Start

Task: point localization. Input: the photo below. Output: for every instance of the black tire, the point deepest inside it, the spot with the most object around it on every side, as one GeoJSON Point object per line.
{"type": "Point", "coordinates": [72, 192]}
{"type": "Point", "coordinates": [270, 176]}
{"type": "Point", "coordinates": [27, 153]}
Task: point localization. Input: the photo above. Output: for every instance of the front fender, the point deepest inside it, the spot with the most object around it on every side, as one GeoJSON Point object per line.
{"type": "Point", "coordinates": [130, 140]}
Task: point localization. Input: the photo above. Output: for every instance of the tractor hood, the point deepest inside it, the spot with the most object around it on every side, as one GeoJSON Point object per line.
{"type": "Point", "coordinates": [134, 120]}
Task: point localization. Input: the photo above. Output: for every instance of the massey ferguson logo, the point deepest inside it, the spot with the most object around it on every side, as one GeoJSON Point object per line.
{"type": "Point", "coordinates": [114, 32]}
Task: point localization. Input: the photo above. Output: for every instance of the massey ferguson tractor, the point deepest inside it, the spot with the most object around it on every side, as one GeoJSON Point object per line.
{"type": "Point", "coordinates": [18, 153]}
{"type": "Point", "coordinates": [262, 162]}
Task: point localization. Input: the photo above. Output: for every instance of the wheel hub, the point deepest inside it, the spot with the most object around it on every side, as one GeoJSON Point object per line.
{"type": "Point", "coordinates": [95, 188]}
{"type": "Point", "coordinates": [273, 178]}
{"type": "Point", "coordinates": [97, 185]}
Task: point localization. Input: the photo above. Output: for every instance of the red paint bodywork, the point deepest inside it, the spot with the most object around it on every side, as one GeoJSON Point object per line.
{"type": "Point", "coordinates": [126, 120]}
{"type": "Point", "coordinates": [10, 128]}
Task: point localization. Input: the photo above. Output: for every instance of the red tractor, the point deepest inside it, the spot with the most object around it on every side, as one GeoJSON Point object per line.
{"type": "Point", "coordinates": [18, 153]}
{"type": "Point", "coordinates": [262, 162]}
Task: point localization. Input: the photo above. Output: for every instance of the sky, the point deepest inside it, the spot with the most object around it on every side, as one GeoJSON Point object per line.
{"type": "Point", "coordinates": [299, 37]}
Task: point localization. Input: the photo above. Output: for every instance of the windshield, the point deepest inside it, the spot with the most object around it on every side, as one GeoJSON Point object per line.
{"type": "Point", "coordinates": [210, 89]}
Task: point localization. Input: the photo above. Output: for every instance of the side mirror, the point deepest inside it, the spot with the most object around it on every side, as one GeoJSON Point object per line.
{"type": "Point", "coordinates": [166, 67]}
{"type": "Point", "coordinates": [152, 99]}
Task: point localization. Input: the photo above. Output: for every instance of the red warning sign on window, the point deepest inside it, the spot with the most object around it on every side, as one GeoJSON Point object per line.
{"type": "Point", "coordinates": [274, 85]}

End
Start

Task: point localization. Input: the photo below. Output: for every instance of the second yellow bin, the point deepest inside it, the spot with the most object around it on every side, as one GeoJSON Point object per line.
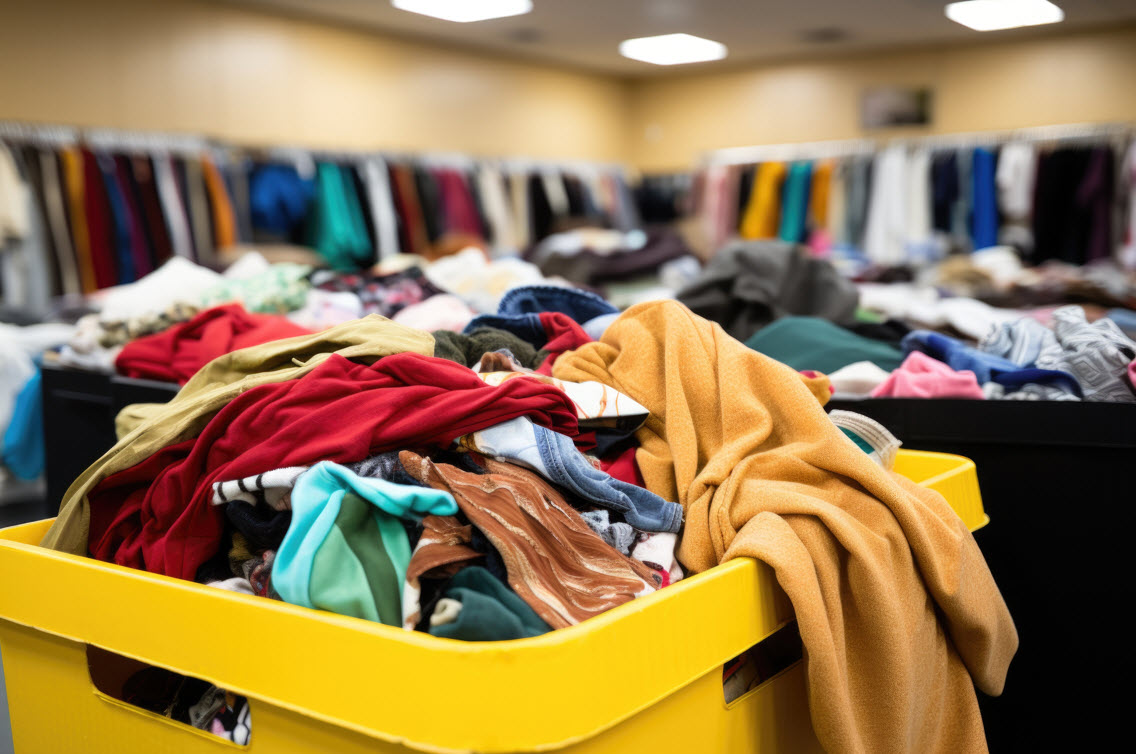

End
Start

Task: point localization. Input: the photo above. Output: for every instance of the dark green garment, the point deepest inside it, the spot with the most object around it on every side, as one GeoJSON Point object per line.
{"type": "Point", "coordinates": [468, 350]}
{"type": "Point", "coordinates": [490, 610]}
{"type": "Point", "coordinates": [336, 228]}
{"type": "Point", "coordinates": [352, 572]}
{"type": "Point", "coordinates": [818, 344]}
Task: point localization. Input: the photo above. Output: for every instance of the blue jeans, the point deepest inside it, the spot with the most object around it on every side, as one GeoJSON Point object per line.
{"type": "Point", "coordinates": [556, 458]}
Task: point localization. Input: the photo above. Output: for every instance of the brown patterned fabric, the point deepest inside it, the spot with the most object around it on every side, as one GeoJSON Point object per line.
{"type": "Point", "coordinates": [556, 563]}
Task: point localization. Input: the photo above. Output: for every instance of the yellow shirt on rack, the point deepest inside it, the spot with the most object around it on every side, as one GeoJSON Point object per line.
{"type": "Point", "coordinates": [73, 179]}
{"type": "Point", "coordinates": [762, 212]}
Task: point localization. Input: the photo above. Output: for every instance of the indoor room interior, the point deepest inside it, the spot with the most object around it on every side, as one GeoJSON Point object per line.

End

Aim of the task »
Identify each line above that contains the word "room", and copy every such line in full.

Answer to this exercise »
Task: point localization. Input: the photo above. Output: for every instance of the indoor room interior, the point deepest inside it, the spot with the most object around it on every side, as one GeoJSON Point object per line.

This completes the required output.